## Records provided

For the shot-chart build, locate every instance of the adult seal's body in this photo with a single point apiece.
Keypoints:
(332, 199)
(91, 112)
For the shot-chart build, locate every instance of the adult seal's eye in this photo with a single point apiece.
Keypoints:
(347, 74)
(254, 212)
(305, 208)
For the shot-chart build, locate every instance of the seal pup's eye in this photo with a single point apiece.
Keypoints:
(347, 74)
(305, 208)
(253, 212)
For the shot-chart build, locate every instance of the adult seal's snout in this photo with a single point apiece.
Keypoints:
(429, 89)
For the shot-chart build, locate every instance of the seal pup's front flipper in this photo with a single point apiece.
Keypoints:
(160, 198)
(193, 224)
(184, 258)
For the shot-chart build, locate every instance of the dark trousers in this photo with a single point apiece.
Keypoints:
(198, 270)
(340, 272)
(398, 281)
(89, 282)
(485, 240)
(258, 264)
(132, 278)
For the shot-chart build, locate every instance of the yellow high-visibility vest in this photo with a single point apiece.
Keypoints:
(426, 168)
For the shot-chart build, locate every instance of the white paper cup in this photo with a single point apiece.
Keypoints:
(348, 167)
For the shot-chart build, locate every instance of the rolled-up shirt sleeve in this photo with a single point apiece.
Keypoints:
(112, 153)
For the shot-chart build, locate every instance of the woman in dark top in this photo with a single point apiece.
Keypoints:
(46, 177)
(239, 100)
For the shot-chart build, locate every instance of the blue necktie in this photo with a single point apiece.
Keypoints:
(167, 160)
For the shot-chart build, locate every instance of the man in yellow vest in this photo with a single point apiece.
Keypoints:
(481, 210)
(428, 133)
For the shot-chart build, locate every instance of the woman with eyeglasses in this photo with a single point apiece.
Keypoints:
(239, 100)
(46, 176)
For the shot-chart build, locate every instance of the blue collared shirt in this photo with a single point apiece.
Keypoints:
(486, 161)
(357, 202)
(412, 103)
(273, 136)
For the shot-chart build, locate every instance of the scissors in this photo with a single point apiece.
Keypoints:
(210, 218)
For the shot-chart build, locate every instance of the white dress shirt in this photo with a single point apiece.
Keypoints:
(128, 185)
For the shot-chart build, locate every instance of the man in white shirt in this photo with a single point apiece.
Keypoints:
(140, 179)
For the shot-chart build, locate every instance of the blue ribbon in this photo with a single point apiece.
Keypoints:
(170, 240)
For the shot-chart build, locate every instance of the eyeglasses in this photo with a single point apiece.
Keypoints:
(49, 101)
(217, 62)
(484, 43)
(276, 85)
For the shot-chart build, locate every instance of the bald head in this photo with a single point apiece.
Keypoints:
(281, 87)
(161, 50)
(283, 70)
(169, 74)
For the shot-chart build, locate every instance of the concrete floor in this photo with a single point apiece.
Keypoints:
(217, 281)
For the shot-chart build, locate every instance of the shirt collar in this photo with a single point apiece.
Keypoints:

## Task details
Return all lines of the material above in which "eyeglasses" occurs.

## Reply to the exercise
For the shot-chart build, locate every instance of the woman with eyeglasses in this photo with a single point apiece.
For the shot-chart build, locate every instance of the eyeglasses in this photo with a single point apiece.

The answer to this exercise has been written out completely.